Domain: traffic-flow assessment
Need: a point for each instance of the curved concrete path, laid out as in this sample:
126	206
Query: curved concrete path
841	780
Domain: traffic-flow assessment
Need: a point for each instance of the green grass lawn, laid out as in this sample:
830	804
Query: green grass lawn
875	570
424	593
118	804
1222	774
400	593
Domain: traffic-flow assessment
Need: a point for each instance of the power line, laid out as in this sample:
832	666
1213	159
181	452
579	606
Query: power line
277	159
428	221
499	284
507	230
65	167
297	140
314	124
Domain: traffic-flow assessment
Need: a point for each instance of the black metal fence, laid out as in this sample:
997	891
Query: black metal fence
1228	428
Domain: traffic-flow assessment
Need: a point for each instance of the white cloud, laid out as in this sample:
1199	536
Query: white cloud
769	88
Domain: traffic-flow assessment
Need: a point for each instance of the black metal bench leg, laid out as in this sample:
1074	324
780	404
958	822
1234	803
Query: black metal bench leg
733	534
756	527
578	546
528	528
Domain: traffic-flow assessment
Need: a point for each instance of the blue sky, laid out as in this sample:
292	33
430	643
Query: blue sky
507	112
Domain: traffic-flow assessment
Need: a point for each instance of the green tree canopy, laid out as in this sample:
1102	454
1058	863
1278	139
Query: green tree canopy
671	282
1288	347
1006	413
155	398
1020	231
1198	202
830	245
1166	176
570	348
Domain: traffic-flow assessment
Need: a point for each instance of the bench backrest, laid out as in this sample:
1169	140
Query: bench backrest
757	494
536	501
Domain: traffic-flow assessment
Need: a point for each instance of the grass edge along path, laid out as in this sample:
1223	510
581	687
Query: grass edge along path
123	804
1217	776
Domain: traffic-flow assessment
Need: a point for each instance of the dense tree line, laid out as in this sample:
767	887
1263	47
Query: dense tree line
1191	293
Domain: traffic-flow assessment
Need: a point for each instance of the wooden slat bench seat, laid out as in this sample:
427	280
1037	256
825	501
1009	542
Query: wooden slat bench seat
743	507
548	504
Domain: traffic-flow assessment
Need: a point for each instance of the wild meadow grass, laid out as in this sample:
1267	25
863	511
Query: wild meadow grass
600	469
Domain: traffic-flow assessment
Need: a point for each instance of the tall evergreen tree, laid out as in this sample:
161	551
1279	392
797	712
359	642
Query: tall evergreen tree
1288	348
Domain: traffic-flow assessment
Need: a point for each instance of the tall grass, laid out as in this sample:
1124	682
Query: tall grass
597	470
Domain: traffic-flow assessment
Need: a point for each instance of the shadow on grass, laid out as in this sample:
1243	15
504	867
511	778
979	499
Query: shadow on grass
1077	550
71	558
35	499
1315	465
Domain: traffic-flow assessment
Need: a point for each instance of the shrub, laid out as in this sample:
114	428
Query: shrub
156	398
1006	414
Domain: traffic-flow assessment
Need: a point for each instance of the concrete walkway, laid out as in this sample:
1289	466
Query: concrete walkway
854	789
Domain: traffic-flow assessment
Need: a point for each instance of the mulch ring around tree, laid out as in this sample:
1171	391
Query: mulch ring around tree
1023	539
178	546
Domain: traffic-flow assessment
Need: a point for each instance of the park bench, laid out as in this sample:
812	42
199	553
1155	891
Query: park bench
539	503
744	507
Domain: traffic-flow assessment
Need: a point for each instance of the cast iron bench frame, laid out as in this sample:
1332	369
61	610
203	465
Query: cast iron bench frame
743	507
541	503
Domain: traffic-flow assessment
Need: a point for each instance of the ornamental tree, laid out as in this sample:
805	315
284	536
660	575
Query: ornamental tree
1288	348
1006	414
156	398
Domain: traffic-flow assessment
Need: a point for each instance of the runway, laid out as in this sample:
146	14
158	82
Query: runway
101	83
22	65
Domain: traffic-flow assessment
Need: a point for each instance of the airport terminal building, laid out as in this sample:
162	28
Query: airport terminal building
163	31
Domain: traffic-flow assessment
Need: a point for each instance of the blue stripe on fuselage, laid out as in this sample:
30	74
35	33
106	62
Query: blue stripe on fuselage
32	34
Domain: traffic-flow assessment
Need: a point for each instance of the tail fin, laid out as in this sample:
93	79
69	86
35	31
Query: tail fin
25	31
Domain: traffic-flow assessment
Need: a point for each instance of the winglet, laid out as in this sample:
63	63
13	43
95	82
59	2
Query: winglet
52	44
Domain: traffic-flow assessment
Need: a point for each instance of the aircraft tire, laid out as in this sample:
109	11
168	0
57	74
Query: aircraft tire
•••
Copy out each line of the entries where the word "aircraft" is found.

Need: a point for each instance of the aircraft tire, laid out as in this sample:
Query: aircraft tire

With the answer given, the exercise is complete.